## [AUFGABENSTELLUNG]
Schreib aus dem Text zum „Bündnis für Arbeit“ alles von „Die Idee war“ bis hinunter zu „auf Sand laufen.“ noch einmal ab und ersetze dabei „Gewerkschafter“ durch „Arbeitnehmervertreter“.

━━━ VORGEGEBENER TEXT

Die Idee war gut und brachte etwas in Bewegung. Aber unausgegoren und angreifbar blieb sie schon bei ihren Urhebern zwischen Trick und neuer Politik stecken. Von der Arbeitszeitverkürzung zur Umwandlung von Überstunden in Freizeit zur sozialen Kürzung bei den Schwächsten gaben die Gewerkschafter zudem ihre eigenen Bedingungen auf, bis sie am Ende unversehens komplett über den Tisch gezogen werden sollten. Mißtrauische und passive Freunde in den eigenen Reihen und untätige Oppositionsparteien ließen die Initiative mit auf Sand laufen.

Den Arbeitgebern mißfiel die Sache von Anfang an. Sie paßt nicht in ihre Strategie „schöpferische Zerstörung“. Nicht neue Bindung, sondern Entbindung von allen gesellschaftlichen Verpflichtungen ist ihr Ziel. Arbeitsplatz gegen Knechtschaft, so lautet ihre Devise. Sie wollen keinen Konsens – im Gegenteil. Der Konflikt kommt ihnen gerade recht, denn sie sind die Stärkeren.

Auch der Regierung paßte kein „Bündnis für Arbeit“. Doch selbst in der CDU steckt noch das alte sozialstaatliche Modell, und Kohls Stärke lag zuletzt gerade in seiner korporatistischen Kraft gegenüber den Gewerkschaften nach deren Entfremdung von der SPD und der Krise ihrer Linken. Der Kanzler ließ die Gewerkschafter hoffen – bis zur Stunde der Wahrheit. Dann setzte die Regierung den Messerschnitt an.

━━━━━━
━━━ DATENAUSZUG

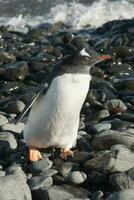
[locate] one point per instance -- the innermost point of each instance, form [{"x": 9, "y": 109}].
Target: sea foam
[{"x": 76, "y": 15}]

━━━━━━

## [MUSTERLÖSUNG]
Die Idee war gut und brachte etwas in Bewegung. Aber unausgegoren und angreifbar blieb sie schon bei ihren Urhebern zwischen Trick und neuer Politik stecken. Von der Arbeitszeitverkürzung zur Umwandlung von Überstunden in Freizeit zur sozialen Kürzung bei den Schwächsten gaben die Arbeitnehmervertreter zudem ihre eigenen Bedingungen auf, bis sie am Ende unversehens komplett über den Tisch gezogen werden sollten. Mißtrauische und passive Freunde in den eigenen Reihen und untätige Oppositionsparteien ließen die Initiative mit auf Sand laufen.